**PROMPT 1:**
Lay out the rows below as a JSON list of strings, one string per line, with blank lines left out.

**PASSAGE:**

- - -

RE: row filtering for logical replication

From: "houzj(dot)fnst(at)fujitsu(dot)com" <houzj(dot)fnst(at)fujitsu(dot)com>
To: Peter Smith <smithpb2250(at)gmail(dot)com>
Cc: Amit Kapila <amit(dot)kapila16(at)gmail(dot)com>, Alvaro Herrera <alvherre(at)alvh(dot)no-ip(dot)org>, Euler Taveira <euler(at)eulerto(dot)com>, Greg Nancarrow <gregn4422(at)gmail(dot)com>, vignesh C <vignesh21(at)gmail(dot)com>, Ajin Cherian <itsajin(at)gmail(dot)com>, "tanghy(dot)fnst(at)fujitsu(dot)com" <tanghy(dot)fnst(at)fujitsu(dot)com>, Dilip Kumar <dilipbalaut(at)gmail(dot)com>, Rahila Syed <rahilasyed90(at)gmail(dot)com>, Peter Eisentraut <peter(dot)eisentraut(at)enterprisedb(dot)com>, Önder Kalacı <onderkalaci(at)gmail(dot)com>, japin <japinli(at)hotmail(dot)com>, Michael Paquier <michael(at)paquier(dot)xyz>, David Steele <david(at)pgmasters(dot)net>, Craig Ringer <craig(at)2ndquadrant(dot)com>, Amit Langote <amitlangote09(at)gmail(dot)com>, PostgreSQL Hackers <pgsql-hackers(at)lists(dot)postgresql(dot)org>
Subject: RE: row filtering for logical replication
Date: 2022-02-10 03:59:16
Message-ID: OS0PR01MB5716B2A4901563E44637B7E2942F9@OS0PR01MB5716.jpnprd01.prod.outlook.com
Views: Raw Message | Whole Thread | Download mbox | Resend email
Thread:
Lists: pgsql-hackers

On Wednesday, February 9, 2022 9:37 AM Peter Smith <smithpb2250(at)gmail(dot)com>
>
> I did a review of the v79 patch. Below are my review comments:
>

Thanks for the comments!

- - -

**ROWS:**
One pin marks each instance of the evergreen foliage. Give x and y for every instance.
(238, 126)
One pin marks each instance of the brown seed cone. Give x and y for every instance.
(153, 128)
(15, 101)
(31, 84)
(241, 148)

- - -

**PROMPT 2:**
Duplicate the whole row-filtering email above with no changes.

**TASK RESULT 1:**
[
  "One pin marks each instance of the evergreen foliage. Give x and y for every instance.",
  "(238, 126)",
  "One pin marks each instance of the brown seed cone. Give x and y for every instance.",
  "(153, 128)",
  "(15, 101)",
  "(31, 84)",
  "(241, 148)"
]

**TASK RESULT 2:**
RE: row filtering for logical replication

From: "houzj(dot)fnst(at)fujitsu(dot)com" <houzj(dot)fnst(at)fujitsu(dot)com>
To: Peter Smith <smithpb2250(at)gmail(dot)com>
Cc: Amit Kapila <amit(dot)kapila16(at)gmail(dot)com>, Alvaro Herrera <alvherre(at)alvh(dot)no-ip(dot)org>, Euler Taveira <euler(at)eulerto(dot)com>, Greg Nancarrow <gregn4422(at)gmail(dot)com>, vignesh C <vignesh21(at)gmail(dot)com>, Ajin Cherian <itsajin(at)gmail(dot)com>, "tanghy(dot)fnst(at)fujitsu(dot)com" <tanghy(dot)fnst(at)fujitsu(dot)com>, Dilip Kumar <dilipbalaut(at)gmail(dot)com>, Rahila Syed <rahilasyed90(at)gmail(dot)com>, Peter Eisentraut <peter(dot)eisentraut(at)enterprisedb(dot)com>, Önder Kalacı <onderkalaci(at)gmail(dot)com>, japin <japinli(at)hotmail(dot)com>, Michael Paquier <michael(at)paquier(dot)xyz>, David Steele <david(at)pgmasters(dot)net>, Craig Ringer <craig(at)2ndquadrant(dot)com>, Amit Langote <amitlangote09(at)gmail(dot)com>, PostgreSQL Hackers <pgsql-hackers(at)lists(dot)postgresql(dot)org>
Subject: RE: row filtering for logical replication
Date: 2022-02-10 03:59:16
Message-ID: OS0PR01MB5716B2A4901563E44637B7E2942F9@OS0PR01MB5716.jpnprd01.prod.outlook.com
Views: Raw Message | Whole Thread | Download mbox | Resend email
Thread:
Lists: pgsql-hackers

On Wednesday, February 9, 2022 9:37 AM Peter Smith <smithpb2250(at)gmail(dot)com>
>
> I did a review of the v79 patch. Below are my review comments:
>

Thanks for the comments!